Scan the records for the word "shelving". Copy each line that includes it.

--- --- ---

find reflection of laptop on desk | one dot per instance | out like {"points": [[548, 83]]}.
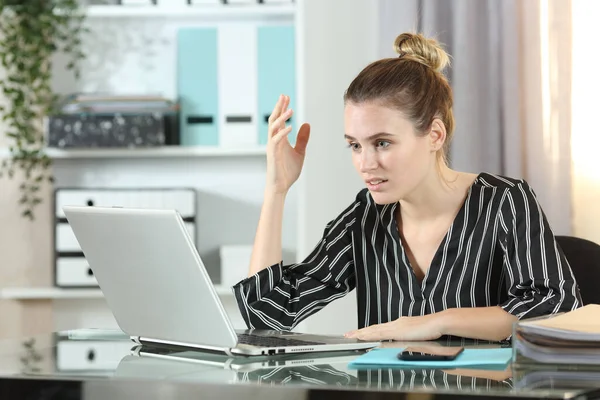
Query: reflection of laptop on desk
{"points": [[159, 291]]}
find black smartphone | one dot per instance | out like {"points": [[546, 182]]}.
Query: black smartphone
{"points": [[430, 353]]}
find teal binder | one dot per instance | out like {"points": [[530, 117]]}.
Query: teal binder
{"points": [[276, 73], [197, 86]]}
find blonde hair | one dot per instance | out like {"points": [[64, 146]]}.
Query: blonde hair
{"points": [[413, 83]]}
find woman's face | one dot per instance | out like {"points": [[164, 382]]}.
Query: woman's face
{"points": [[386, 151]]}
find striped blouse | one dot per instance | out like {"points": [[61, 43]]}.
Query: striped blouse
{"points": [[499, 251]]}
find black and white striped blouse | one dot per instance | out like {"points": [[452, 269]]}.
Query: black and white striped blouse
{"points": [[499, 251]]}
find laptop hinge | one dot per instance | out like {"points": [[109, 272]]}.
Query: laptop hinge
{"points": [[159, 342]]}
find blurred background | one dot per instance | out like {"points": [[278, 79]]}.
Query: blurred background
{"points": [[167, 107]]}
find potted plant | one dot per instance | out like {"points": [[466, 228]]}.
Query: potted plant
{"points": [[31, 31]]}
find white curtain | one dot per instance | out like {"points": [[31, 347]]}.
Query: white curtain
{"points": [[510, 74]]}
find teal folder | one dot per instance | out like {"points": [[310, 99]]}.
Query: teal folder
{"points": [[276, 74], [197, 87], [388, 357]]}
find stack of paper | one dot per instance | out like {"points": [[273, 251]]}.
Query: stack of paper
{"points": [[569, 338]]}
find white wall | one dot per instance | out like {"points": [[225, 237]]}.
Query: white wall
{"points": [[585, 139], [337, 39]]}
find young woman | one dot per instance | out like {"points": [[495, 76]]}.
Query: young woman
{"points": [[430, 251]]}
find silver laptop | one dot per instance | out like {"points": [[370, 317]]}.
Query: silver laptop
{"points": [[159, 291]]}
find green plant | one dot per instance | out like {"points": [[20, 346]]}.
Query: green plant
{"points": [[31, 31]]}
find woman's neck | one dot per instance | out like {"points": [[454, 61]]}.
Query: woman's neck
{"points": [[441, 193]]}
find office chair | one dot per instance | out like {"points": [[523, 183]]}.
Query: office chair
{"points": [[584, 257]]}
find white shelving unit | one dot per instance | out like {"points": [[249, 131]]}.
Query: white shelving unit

--- --- ---

**Answer below:**
find white shelving unit | one dot per instance | out like {"points": [[249, 131]]}.
Query: white shelving unit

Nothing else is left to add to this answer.